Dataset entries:
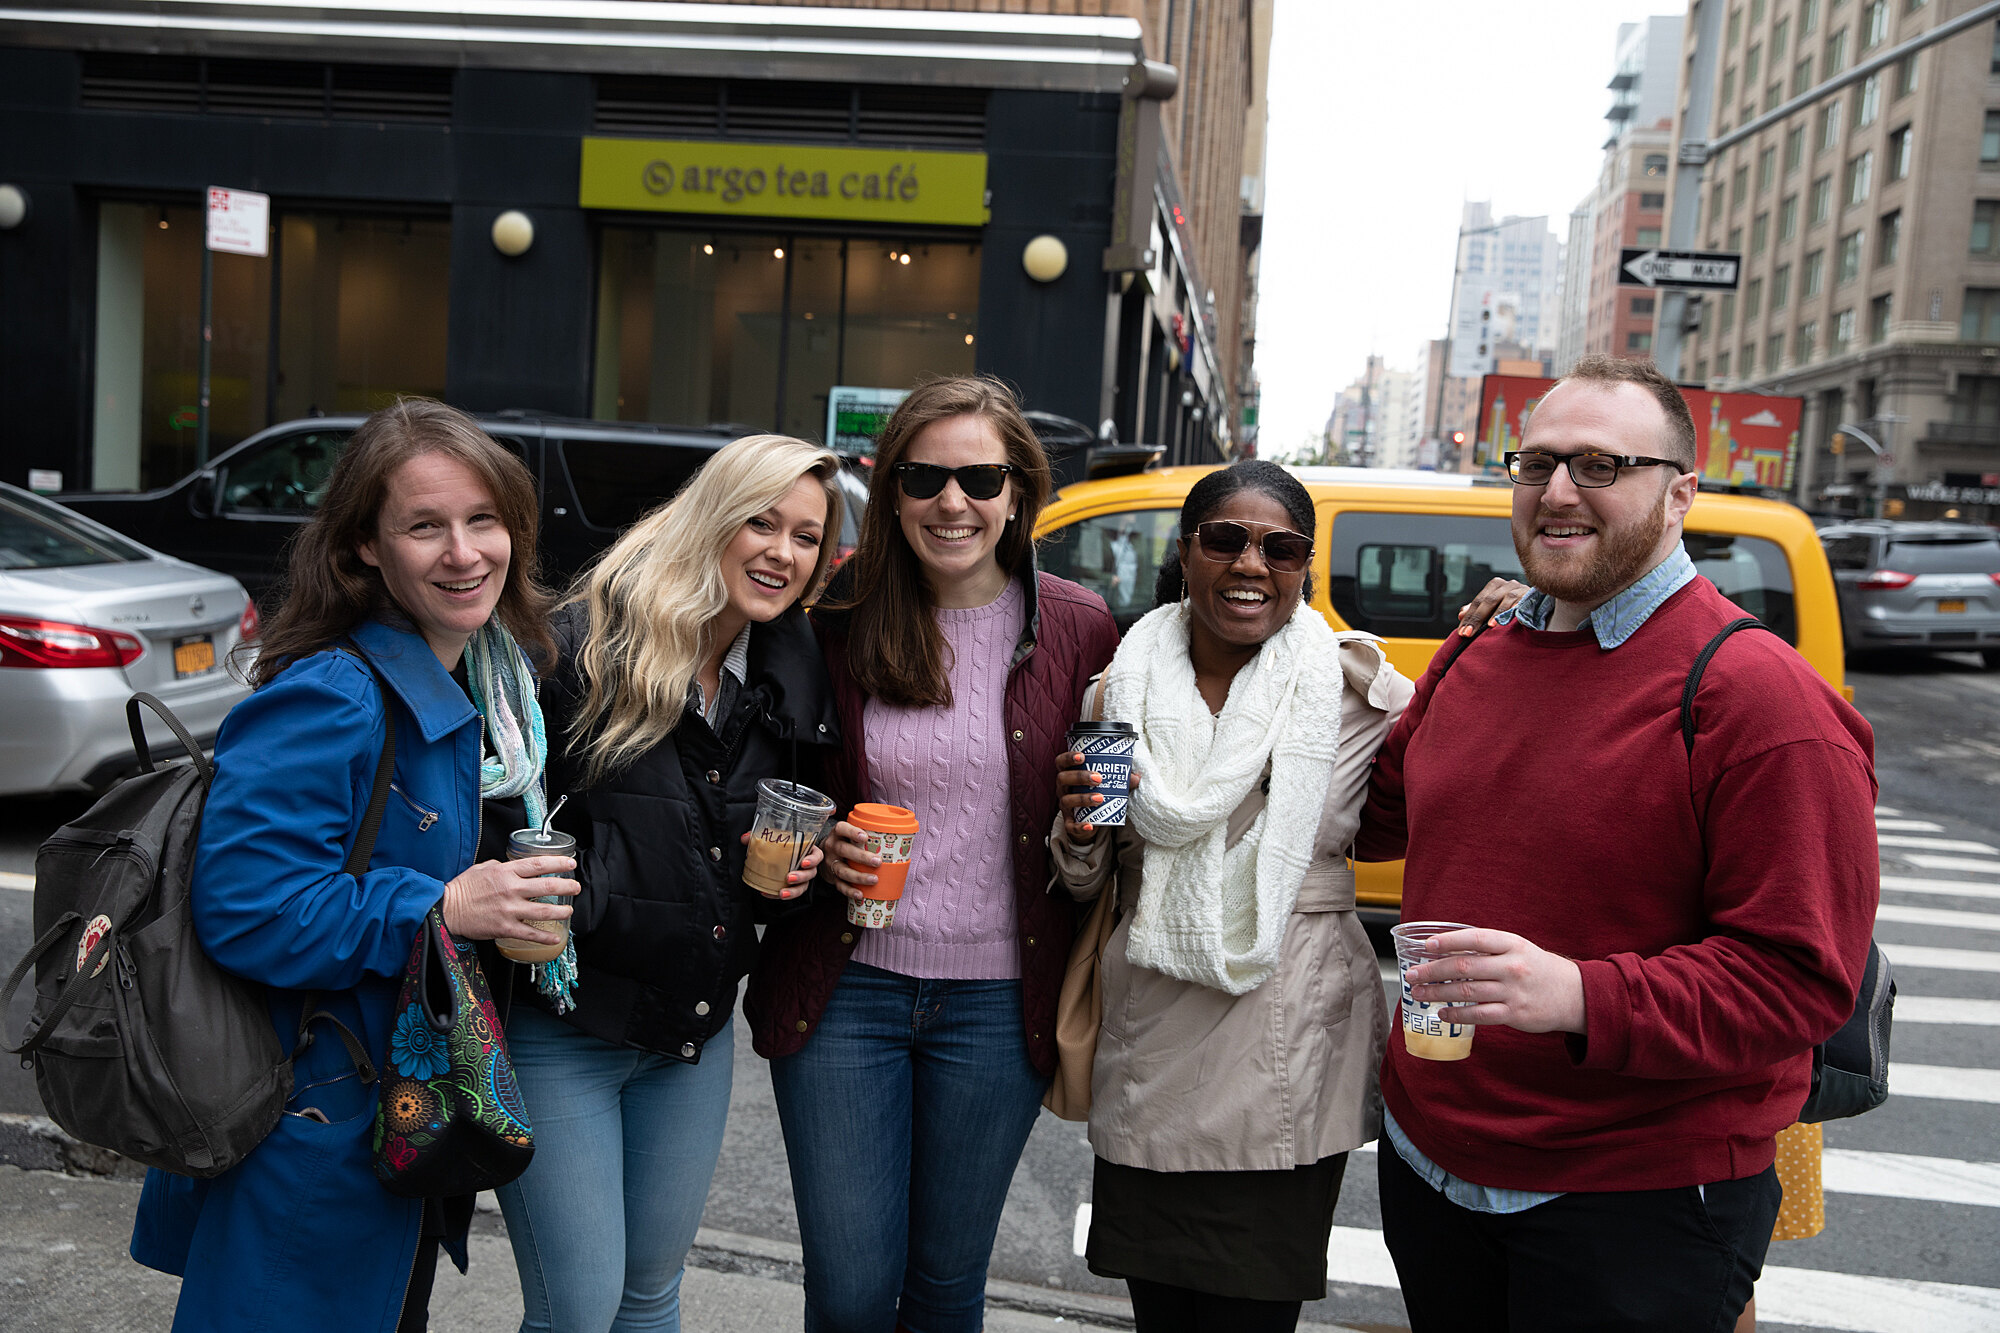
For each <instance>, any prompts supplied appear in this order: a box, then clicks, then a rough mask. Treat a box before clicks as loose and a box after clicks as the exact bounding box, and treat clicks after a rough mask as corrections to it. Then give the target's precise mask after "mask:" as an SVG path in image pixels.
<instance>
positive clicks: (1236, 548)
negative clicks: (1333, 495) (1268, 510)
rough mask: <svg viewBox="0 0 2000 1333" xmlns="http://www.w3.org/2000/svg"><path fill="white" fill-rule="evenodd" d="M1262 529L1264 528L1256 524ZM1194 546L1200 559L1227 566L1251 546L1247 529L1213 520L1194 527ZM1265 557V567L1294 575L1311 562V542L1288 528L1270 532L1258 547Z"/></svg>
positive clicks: (1307, 536)
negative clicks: (1293, 574) (1213, 561)
mask: <svg viewBox="0 0 2000 1333" xmlns="http://www.w3.org/2000/svg"><path fill="white" fill-rule="evenodd" d="M1258 526H1264V524H1258ZM1194 544H1196V546H1198V548H1200V552H1202V556H1206V558H1210V560H1214V562H1216V564H1228V562H1230V560H1234V558H1236V556H1240V554H1242V552H1244V546H1248V544H1250V528H1248V526H1244V524H1240V522H1234V520H1228V518H1214V520H1210V522H1202V524H1196V528H1194ZM1258 550H1260V552H1262V556H1264V564H1268V566H1270V568H1272V570H1276V572H1280V574H1296V572H1298V570H1302V568H1306V562H1308V560H1310V558H1312V538H1310V536H1304V534H1300V532H1292V530H1290V528H1270V530H1268V532H1264V540H1262V542H1260V544H1258Z"/></svg>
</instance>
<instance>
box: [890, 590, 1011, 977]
mask: <svg viewBox="0 0 2000 1333" xmlns="http://www.w3.org/2000/svg"><path fill="white" fill-rule="evenodd" d="M934 614H936V616H938V628H940V630H944V642H946V644H950V660H952V671H950V679H952V707H950V709H902V707H896V705H886V703H882V701H880V699H870V701H868V703H866V707H864V711H862V721H864V727H866V733H868V789H870V797H872V799H874V801H886V803H890V805H900V807H906V809H910V811H916V821H918V827H920V829H922V833H918V835H916V853H914V857H912V861H910V879H908V885H906V887H904V891H902V903H900V905H898V907H896V921H894V925H890V927H888V929H886V931H862V933H860V937H862V939H860V943H858V945H856V947H854V961H856V963H868V965H870V967H882V969H888V971H892V973H902V975H904V977H956V979H968V981H974V979H1000V977H1020V949H1018V945H1016V939H1014V937H1016V931H1014V851H1012V847H1010V843H1008V777H1006V673H1008V660H1012V656H1014V644H1016V642H1018V640H1020V632H1022V622H1024V596H1022V590H1020V582H1018V580H1012V578H1010V580H1008V584H1006V592H1002V594H1000V596H998V598H994V600H992V602H988V604H986V606H968V608H958V610H938V612H934Z"/></svg>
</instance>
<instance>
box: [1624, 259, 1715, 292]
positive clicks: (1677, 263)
mask: <svg viewBox="0 0 2000 1333" xmlns="http://www.w3.org/2000/svg"><path fill="white" fill-rule="evenodd" d="M1740 268H1742V254H1720V252H1710V250H1620V252H1618V286H1682V288H1692V290H1698V292H1734V290H1736V272H1738V270H1740Z"/></svg>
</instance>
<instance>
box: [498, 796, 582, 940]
mask: <svg viewBox="0 0 2000 1333" xmlns="http://www.w3.org/2000/svg"><path fill="white" fill-rule="evenodd" d="M574 855H576V839H572V837H570V835H568V833H560V831H556V829H516V831H514V833H510V835H506V859H508V861H520V859H522V857H574ZM560 877H562V873H560V871H558V873H554V875H544V877H542V879H560ZM566 901H568V899H562V897H560V895H550V897H546V899H536V903H566ZM528 925H532V927H534V929H536V931H548V933H550V935H558V937H560V939H558V941H556V943H554V945H536V943H534V941H532V939H496V941H494V947H498V949H500V953H502V955H504V957H508V959H514V961H516V963H548V961H552V959H554V957H556V955H560V953H562V947H564V945H568V943H570V919H568V917H564V919H562V921H530V923H528Z"/></svg>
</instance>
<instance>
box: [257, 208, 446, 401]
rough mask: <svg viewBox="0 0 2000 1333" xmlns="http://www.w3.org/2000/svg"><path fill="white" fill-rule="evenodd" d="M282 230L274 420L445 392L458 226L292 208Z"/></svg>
mask: <svg viewBox="0 0 2000 1333" xmlns="http://www.w3.org/2000/svg"><path fill="white" fill-rule="evenodd" d="M278 232H280V234H278V242H280V244H278V264H280V268H282V278H280V290H278V410H276V414H274V420H290V418H294V416H312V414H314V412H372V410H376V408H380V406H388V404H390V402H394V400H396V396H398V394H422V396H426V398H442V396H444V338H446V322H448V320H446V316H448V312H450V272H452V224H450V222H446V220H444V218H362V216H342V214H324V212H288V214H284V216H282V218H280V220H278ZM252 262H258V260H252Z"/></svg>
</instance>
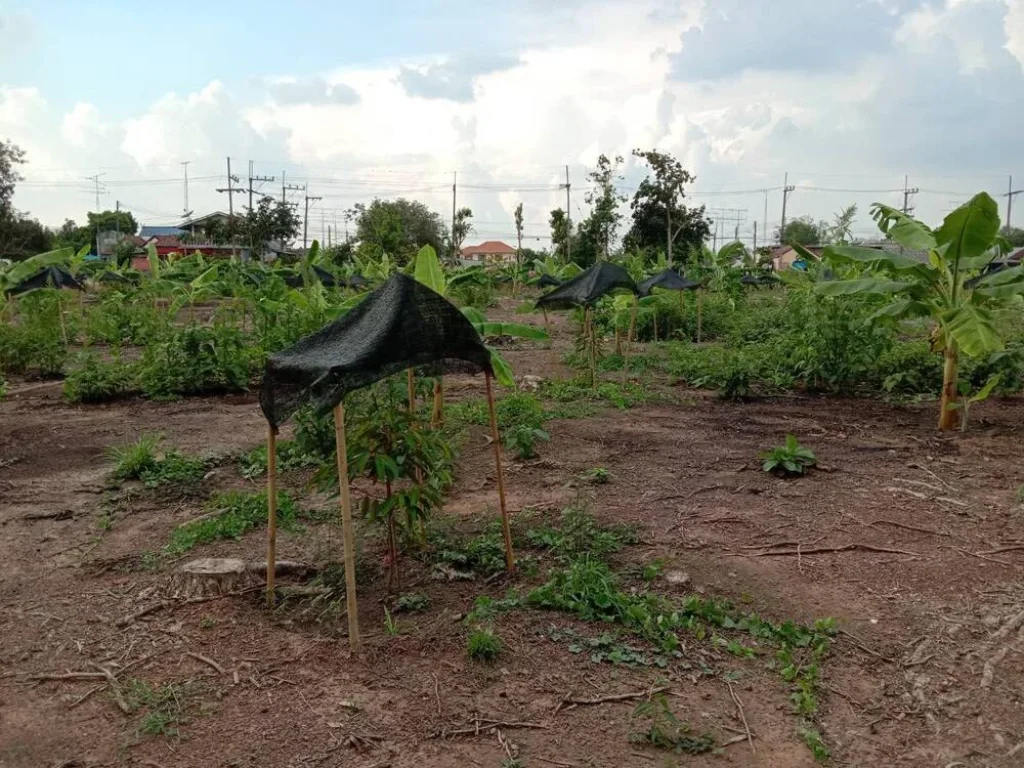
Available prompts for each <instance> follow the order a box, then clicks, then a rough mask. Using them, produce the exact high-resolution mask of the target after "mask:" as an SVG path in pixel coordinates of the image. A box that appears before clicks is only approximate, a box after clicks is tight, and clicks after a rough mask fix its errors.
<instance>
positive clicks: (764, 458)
mask: <svg viewBox="0 0 1024 768" xmlns="http://www.w3.org/2000/svg"><path fill="white" fill-rule="evenodd" d="M761 459H762V461H763V462H764V464H763V465H762V469H764V471H765V472H771V473H772V474H776V475H779V476H781V477H791V476H795V475H802V474H804V473H805V472H807V470H808V469H810V468H811V467H813V466H815V465H816V464H817V463H818V460H817V458H816V457H815V456H814V452H813V451H811V450H810V449H808V447H804V446H803V445H801V444H800V443H799V442H797V438H796V437H795V436H794V435H792V434H787V435H786V436H785V444H784V445H777V446H776V447H773V449H772V450H771V451H769V452H767V453H766V454H762V456H761Z"/></svg>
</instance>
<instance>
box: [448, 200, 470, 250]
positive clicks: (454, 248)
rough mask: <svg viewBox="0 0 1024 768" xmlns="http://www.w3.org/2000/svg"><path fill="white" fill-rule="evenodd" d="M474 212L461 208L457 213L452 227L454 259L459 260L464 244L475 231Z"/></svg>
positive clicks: (456, 211)
mask: <svg viewBox="0 0 1024 768" xmlns="http://www.w3.org/2000/svg"><path fill="white" fill-rule="evenodd" d="M472 218H473V212H472V211H471V210H470V209H469V208H460V209H459V210H458V211H456V212H455V223H454V224H453V225H452V258H454V259H457V258H459V254H460V253H461V252H462V244H463V243H464V242H466V238H468V237H469V233H470V232H471V231H473V221H472Z"/></svg>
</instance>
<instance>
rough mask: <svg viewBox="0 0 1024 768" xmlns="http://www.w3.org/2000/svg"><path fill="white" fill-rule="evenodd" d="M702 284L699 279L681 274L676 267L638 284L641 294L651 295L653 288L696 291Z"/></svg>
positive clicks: (649, 276) (667, 270) (649, 277)
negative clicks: (685, 277) (682, 274)
mask: <svg viewBox="0 0 1024 768" xmlns="http://www.w3.org/2000/svg"><path fill="white" fill-rule="evenodd" d="M700 285H701V284H700V282H699V281H695V280H688V279H686V278H683V276H680V274H679V272H677V271H675V270H674V269H663V270H662V271H659V272H658V273H657V274H652V275H651V276H649V278H647V280H645V281H643V282H642V283H640V284H638V285H637V290H638V291H639V292H640V295H641V296H649V295H650V291H651V289H652V288H662V289H665V290H666V291H694V290H696V289H697V288H700Z"/></svg>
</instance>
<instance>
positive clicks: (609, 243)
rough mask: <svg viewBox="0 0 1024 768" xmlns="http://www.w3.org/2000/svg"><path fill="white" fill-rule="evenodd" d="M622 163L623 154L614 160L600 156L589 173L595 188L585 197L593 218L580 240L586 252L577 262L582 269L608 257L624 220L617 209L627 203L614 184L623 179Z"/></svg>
mask: <svg viewBox="0 0 1024 768" xmlns="http://www.w3.org/2000/svg"><path fill="white" fill-rule="evenodd" d="M622 164H623V158H622V156H621V155H616V156H615V157H614V159H611V160H609V159H608V158H607V157H606V156H604V155H601V156H600V157H598V159H597V169H596V170H594V171H591V172H590V173H589V174H587V180H588V181H590V182H591V183H592V184H593V187H592V188H591V189H590V191H588V193H587V196H586V198H585V200H586V201H587V204H588V205H589V206H590V207H591V209H590V215H589V216H588V217H587V218H586V219H584V220H583V221H582V222H581V224H580V237H579V240H580V241H581V243H580V246H581V251H583V252H584V253H583V254H581V256H582V257H583V258H582V259H581V258H578V259H575V261H577V263H578V264H580V265H581V266H588V265H589V264H591V263H593V262H594V261H595V260H596V258H597V257H600V256H603V257H604V258H605V259H607V258H608V254H609V251H610V249H611V242H612V241H613V240H614V238H615V230H616V229H618V222H620V221H622V218H623V216H622V214H621V213H620V212H618V206H620V204H621V203H625V202H626V200H627V198H626V197H625V196H620V195H618V194H617V193H616V191H615V181H616V180H622V178H623V176H622V174H620V172H618V167H620V166H621V165H622Z"/></svg>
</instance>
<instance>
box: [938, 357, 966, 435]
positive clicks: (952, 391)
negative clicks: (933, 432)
mask: <svg viewBox="0 0 1024 768" xmlns="http://www.w3.org/2000/svg"><path fill="white" fill-rule="evenodd" d="M944 354H945V358H946V362H945V366H943V368H942V397H941V399H940V400H939V408H940V409H941V411H940V413H939V429H941V430H948V429H956V428H957V427H958V426H959V420H961V413H959V410H958V409H956V410H951V409H950V408H949V406H950V404H951V403H953V402H955V401H956V361H957V360H956V342H954V341H952V340H951V339H950V340H949V341H948V342H946V349H945V353H944Z"/></svg>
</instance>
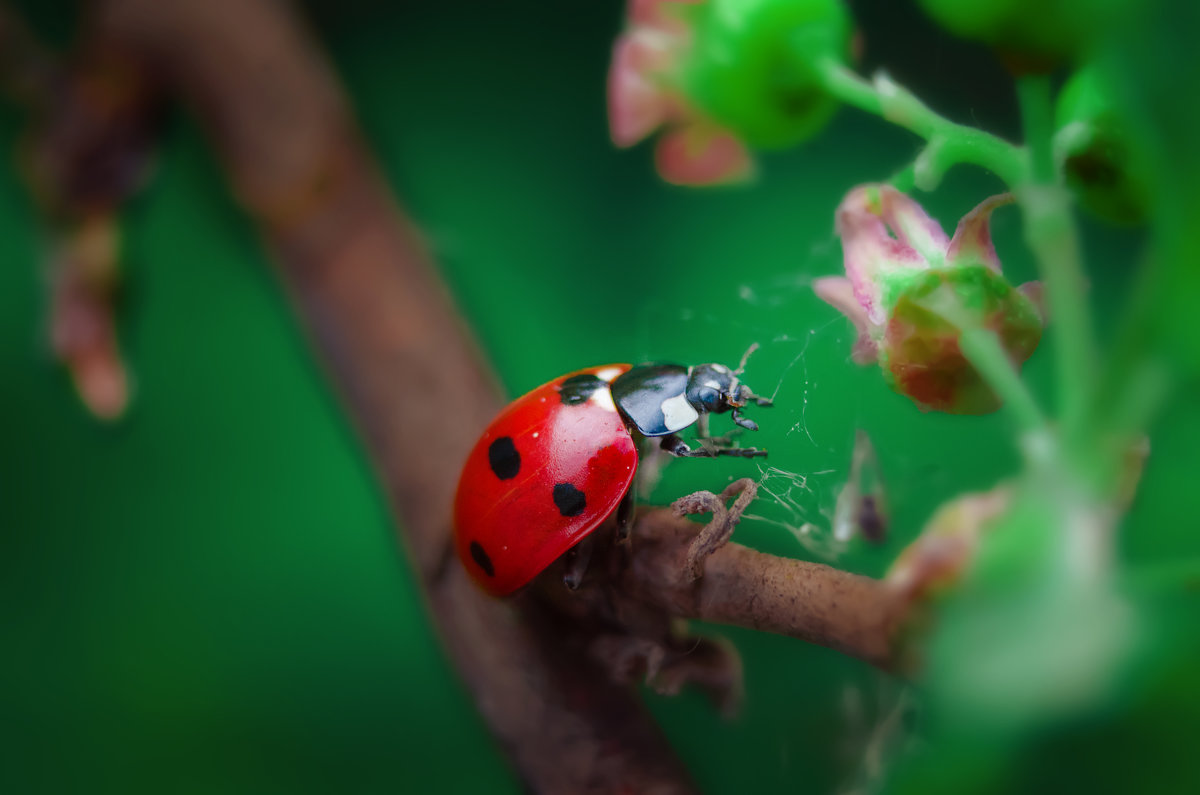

▶ Directive:
Find every line in the records above that contains the string "then", matching case exactly, and copy each of those lines.

▶ Answer section:
For each <instance>, any prompts supplied appear in this order: a box, then clicks, then a rough mask. Treat a box before clicks as loose and a box after clicks as the exact bounding box, and treat clicks after a rough mask as corrections to it. Then give the target's precise mask after "mask:" as an SVG path in image pixels.
Available prompts for each <instance> follow the order a box, then clicks, then a rough mask. Using them, produce the exact high-resolution mask of the target after "mask:" as an SVG path in pixel coordinates of the image. A box that appears before clicks is only approximate, a box after clicks is tight, and clicks after a rough mask fix its errors.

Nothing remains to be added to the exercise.